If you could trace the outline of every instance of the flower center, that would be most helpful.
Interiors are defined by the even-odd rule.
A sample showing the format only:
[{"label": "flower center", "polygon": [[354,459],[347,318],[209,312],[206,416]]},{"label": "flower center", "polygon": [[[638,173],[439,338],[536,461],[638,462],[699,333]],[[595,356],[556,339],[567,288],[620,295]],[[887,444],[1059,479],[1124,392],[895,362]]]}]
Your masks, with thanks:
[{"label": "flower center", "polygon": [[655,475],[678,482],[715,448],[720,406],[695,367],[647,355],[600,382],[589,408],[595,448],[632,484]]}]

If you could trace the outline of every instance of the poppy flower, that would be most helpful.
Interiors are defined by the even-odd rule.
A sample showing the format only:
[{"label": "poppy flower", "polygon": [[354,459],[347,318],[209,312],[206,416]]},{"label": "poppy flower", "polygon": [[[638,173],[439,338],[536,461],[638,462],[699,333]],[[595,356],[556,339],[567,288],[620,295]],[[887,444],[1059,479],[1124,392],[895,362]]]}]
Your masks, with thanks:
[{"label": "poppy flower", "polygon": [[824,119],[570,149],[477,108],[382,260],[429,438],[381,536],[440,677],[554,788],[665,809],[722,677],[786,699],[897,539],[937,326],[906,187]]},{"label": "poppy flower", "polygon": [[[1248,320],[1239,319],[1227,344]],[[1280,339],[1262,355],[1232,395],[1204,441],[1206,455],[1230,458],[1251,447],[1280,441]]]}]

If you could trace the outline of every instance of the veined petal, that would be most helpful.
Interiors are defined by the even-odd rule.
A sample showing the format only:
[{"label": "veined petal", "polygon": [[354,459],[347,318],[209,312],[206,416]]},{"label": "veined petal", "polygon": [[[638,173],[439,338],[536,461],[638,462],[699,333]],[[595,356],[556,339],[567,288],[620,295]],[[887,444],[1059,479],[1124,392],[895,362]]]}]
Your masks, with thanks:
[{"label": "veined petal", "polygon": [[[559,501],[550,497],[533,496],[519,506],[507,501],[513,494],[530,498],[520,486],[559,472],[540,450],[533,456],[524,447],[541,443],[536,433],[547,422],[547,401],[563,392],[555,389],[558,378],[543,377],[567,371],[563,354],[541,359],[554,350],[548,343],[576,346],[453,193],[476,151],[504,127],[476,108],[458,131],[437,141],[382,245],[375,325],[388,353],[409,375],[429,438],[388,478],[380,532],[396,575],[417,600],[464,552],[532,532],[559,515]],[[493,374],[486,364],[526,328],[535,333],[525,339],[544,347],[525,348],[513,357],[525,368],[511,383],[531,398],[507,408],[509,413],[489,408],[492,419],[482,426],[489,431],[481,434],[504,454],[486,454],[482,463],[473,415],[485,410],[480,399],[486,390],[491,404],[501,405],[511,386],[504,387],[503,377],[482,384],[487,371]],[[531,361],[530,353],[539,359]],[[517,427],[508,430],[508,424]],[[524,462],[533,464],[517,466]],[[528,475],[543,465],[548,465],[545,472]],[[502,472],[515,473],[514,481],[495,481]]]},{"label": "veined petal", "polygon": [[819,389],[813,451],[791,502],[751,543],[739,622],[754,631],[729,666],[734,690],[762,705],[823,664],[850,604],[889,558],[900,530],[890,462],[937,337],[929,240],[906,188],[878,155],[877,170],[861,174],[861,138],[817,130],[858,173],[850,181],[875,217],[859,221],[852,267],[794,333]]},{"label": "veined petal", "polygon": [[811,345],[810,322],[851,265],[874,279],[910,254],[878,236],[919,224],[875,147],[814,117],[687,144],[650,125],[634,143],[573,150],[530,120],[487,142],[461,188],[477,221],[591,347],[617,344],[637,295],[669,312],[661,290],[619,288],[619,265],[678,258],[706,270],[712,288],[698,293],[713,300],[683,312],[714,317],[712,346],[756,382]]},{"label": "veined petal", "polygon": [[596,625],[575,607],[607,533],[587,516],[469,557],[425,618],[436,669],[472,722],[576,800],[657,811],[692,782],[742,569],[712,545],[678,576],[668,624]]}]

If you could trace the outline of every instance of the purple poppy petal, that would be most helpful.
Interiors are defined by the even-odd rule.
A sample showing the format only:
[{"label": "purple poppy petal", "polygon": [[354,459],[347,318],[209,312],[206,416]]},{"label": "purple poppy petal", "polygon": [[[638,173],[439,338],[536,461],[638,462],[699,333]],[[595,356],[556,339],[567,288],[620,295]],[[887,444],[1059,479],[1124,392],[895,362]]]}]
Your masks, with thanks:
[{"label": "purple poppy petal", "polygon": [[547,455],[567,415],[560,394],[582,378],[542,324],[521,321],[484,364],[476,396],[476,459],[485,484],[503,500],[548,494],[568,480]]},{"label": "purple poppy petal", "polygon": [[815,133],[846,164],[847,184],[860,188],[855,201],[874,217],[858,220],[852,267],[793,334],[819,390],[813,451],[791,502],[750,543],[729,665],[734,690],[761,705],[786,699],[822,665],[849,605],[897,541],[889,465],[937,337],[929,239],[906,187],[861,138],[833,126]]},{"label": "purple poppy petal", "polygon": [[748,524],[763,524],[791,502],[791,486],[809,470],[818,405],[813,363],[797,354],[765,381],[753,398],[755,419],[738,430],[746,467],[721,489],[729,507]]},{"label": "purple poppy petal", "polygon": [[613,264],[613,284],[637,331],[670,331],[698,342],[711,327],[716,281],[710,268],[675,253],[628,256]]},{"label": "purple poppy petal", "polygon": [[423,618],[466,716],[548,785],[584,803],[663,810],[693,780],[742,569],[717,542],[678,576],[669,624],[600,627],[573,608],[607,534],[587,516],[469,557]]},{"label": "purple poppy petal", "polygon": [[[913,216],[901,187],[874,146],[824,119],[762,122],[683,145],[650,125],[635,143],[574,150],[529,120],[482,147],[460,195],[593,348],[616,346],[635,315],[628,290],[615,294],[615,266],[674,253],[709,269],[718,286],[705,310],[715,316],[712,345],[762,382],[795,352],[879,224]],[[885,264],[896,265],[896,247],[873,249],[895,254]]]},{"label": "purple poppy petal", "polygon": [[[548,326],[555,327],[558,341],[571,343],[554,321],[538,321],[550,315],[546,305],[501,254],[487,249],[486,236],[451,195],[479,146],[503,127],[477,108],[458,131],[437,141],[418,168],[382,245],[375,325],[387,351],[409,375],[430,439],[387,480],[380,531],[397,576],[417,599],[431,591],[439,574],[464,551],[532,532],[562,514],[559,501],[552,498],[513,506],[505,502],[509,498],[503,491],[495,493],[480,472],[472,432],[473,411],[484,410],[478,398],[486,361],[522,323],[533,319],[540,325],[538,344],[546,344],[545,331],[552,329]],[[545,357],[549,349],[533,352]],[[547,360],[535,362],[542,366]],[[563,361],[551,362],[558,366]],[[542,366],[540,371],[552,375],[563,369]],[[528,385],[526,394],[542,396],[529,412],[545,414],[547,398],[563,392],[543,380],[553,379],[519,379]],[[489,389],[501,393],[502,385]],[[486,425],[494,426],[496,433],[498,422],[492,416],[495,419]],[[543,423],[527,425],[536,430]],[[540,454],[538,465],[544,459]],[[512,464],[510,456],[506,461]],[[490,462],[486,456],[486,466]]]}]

## Directions for this task
Using the listing, collect all lines in which the string "every" is found.

## Written response
If you could trace the outline of every instance of the flower center, that would be most helpful.
If you could trace the outline of every instance of the poppy flower, that would be most helpful.
If you could trace the outline of every instance of the veined petal, that would be most helpful.
If you could trace the outline of every instance of the purple poppy petal, that would be most helpful.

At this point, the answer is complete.